Nine out of 10 of the households surveyed indicated that workers should be able to live in the communities where they work, said Cary Overmeyer, a research analyst for Atlanta-based TNS NFO. “Americans value having these people as their neighbors,” he said.
The survey also found that U.S. households are just about evenly split in their support for higher housing densities as a means of reducing housing costs, said Overmeyer, but 72% indicated support for neighborhoods with mixed housing types. Fifty percent of those polled said that companies should provide stipends and other economic assistance to enable their employees to find affordable housing, and 55% indicated that there was a role for the local government in this endeavor.
Seventy-two percent of those surveyed said they believed that affordable workforce housing should be a concern of politicians.
Affordably Priced Housing Limited in Top 25 Metro Areas
A second NAHB study released in conjunction with the symposium — “Where Is Workforce Housing Located?” — found that workers who provide vital services to the community face an uphill battle to find affordable housing in the nation’s top 25 metropolitan areas. For the most part, essential workers can find housing they can afford in less than half of the areas in those cities, said David Crowe, NAHB's Senior Vice President for Federal Regulatory and Housing Policy.
Crowe identified a general pattern of affordable housing: “In the middle of the metro area is an affordable ‘doughnut hole,’ an area of housing affordability that is often small and is adjacent to, or incorporated within, the traditional business center of the city. Around this affordable central core is a large ring that contains housing that is not affordable to low- and moderate-income families. On the urban fringe, far from many employment centers, is a distant ring that contains affordable housing.”
Overall, the study found that median-income teachers could afford housing in 44% of all the census tracts in the 25 metro areas studied. A median paid nurse could find affordable housing in just 11% of Denver’s census tracts; police officers were limited to about 25% of the neighborhoods in Miami; and retail workers were priced out of 97% of the tracts in the 25 cities, the study found.
“The data leads you to fairly strongly conclude that places where it is most affordable for people like firefighters, police and teachers to live tend not to be the highest caliber neighborhoods,” Crowe said.
HUD Secretary Jackson Committed to Ambitious Housing Goals of Bush Administration
Opening the symposium, U.S. Secretary of Housing and Urban Development Alphonso Jackson outlined several initiatives his department is pursuing to provide homeownership opportunities for the nation’s working families, including the elimination of regulatory barriers that drive up costs.
Jackson, who is reviewing all of his agency’s rules and policies to ensure that they are not impeding the production of affordable housing, voiced support for reducing paperwork in Federal Housing Administration programs and he was sharply critical of “exclusionary zoning and gold-plate development standards that limit the ability of developers to build homes. These barriers must come down.”
For more on Jackson's remarks, click here.
As part of the Bush Administration, which he noted is remarkably committed to expanding housing opportunity at a time when the nation is at war, Jackson said he will be working to realize the President’s goal of creating seven million additional affordable homes in the next decade and to enact an FHA single-family zero downpayment mortgage program that would enable 140,000 families a year to achieve homeownership.
In a free-wheeling discussion on housing challenges facing the nation, Jack Kemp and Henry Cisneros, HUD secretaries during the Bush and Clinton Administrations respectively, agreed that workforce housing is a cause that will engage both Democrats and Republicans in the new Congress, and they suggested a number of approaches that should yield positive results. (For complete story in this issue of NBN, click here.)

[Information supplied]
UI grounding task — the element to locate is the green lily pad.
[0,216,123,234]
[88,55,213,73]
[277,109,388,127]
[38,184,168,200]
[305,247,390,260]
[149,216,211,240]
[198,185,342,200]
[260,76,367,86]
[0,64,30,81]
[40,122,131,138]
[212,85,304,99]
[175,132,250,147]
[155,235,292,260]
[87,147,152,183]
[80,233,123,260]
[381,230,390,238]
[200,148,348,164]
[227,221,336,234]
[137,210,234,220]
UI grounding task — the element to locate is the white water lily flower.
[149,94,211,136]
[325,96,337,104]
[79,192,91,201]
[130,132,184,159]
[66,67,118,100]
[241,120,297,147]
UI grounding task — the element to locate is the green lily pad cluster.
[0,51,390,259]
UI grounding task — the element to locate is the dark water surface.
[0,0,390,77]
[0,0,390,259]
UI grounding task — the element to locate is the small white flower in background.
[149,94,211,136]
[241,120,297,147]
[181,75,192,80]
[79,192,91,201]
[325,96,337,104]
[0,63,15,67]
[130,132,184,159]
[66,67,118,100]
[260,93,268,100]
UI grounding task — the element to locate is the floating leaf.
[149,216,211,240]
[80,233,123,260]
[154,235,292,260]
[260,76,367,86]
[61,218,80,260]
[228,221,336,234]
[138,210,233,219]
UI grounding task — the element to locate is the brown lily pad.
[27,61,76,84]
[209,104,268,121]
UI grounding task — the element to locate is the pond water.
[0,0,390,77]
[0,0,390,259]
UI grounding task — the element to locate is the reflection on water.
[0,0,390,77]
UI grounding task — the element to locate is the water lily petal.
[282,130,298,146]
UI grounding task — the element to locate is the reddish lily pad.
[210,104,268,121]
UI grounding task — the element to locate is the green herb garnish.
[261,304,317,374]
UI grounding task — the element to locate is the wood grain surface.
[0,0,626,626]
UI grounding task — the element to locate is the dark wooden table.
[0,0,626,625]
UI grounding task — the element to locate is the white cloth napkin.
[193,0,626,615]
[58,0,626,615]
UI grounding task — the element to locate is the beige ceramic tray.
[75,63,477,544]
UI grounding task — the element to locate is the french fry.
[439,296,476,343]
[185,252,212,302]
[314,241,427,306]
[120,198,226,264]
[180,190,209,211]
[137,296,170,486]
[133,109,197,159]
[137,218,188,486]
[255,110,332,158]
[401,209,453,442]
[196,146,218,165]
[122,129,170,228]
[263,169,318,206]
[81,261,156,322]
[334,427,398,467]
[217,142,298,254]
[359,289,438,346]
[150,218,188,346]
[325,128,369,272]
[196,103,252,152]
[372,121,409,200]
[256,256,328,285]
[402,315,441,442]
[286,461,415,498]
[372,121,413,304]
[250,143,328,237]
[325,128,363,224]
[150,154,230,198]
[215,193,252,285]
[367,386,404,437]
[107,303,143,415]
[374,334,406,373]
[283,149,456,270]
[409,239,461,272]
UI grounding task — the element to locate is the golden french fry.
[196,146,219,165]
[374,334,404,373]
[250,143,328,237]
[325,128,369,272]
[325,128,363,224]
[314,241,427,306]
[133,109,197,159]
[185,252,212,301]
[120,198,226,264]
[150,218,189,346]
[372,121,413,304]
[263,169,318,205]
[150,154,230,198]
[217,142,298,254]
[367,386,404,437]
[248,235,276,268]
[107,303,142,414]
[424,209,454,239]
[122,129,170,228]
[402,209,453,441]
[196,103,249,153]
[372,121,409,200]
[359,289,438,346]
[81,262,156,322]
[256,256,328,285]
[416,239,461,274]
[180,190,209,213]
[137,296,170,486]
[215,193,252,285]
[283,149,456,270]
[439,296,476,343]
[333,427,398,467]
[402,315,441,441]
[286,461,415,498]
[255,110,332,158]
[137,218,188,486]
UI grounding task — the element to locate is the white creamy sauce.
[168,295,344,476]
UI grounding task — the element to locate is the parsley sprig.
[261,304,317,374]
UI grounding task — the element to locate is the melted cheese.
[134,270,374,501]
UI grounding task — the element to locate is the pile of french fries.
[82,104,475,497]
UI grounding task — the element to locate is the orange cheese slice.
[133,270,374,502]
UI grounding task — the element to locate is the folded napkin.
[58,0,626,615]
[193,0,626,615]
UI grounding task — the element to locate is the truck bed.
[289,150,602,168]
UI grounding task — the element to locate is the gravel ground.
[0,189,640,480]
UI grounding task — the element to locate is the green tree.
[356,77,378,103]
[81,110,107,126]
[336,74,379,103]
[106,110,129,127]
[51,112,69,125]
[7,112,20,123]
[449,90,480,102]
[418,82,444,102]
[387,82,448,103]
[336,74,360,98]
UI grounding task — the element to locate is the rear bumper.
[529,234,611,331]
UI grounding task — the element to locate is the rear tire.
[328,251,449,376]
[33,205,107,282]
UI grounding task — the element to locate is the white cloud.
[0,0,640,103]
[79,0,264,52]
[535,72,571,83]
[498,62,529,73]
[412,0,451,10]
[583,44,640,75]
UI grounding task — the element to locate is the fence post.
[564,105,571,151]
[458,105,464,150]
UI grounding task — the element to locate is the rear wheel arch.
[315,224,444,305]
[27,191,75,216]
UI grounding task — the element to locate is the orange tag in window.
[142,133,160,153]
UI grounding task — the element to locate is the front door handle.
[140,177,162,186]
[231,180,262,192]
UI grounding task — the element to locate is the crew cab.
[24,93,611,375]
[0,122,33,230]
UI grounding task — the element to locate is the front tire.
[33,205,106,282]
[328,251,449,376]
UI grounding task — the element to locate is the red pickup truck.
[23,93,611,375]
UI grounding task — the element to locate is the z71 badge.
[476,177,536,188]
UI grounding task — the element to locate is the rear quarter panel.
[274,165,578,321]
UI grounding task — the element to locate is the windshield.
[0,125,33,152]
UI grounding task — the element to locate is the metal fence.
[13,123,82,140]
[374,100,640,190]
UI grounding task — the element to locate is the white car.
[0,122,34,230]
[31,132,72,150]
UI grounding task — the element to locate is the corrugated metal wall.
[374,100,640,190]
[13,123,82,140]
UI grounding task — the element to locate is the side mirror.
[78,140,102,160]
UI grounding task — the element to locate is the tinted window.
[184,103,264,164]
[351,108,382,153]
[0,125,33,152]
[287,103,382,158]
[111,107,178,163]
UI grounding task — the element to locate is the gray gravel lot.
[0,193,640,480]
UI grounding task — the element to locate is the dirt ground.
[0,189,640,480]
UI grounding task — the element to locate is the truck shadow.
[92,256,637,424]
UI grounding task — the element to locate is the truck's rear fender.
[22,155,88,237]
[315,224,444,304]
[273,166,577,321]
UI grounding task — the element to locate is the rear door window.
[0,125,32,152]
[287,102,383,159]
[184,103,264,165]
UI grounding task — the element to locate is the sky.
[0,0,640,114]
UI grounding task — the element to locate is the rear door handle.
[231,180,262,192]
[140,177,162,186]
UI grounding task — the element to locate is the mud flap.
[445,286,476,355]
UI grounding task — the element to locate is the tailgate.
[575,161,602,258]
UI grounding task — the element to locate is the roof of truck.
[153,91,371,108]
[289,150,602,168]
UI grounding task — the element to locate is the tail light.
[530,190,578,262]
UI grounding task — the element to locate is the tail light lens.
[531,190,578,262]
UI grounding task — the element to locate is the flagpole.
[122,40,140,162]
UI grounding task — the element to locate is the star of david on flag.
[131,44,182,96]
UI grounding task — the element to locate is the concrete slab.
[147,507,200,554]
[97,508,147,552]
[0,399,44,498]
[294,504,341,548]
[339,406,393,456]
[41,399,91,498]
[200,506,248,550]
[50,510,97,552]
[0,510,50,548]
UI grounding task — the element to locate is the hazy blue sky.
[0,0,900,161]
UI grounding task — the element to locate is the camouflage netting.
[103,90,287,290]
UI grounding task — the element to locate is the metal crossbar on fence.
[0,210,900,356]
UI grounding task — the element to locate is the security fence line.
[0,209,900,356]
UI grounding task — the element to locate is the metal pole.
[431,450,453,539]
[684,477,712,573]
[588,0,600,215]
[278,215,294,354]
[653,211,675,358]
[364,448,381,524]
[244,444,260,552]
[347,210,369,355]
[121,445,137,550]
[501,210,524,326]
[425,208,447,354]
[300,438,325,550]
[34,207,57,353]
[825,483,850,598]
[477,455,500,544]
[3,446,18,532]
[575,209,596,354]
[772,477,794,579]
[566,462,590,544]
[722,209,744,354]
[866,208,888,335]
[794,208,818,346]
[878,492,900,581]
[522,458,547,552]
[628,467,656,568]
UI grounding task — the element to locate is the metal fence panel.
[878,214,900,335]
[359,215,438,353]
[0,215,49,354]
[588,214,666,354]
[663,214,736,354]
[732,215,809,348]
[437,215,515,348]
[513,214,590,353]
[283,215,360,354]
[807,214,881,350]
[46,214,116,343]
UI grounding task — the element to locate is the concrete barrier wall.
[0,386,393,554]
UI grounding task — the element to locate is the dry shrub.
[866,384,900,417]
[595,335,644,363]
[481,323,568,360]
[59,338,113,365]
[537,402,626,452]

[Stated goal] Reproduce the workforce housing article word for word, from "Jackson, who is" down to "to achieve homeownership.".

[Task solution]
Jackson, who is reviewing all of his agency’s rules and policies to ensure that they are not impeding the production of affordable housing, voiced support for reducing paperwork in Federal Housing Administration programs and he was sharply critical of “exclusionary zoning and gold-plate development standards that limit the ability of developers to build homes. These barriers must come down.”
For more on Jackson's remarks, click here.
As part of the Bush Administration, which he noted is remarkably committed to expanding housing opportunity at a time when the nation is at war, Jackson said he will be working to realize the President’s goal of creating seven million additional affordable homes in the next decade and to enact an FHA single-family zero downpayment mortgage program that would enable 140,000 families a year to achieve homeownership.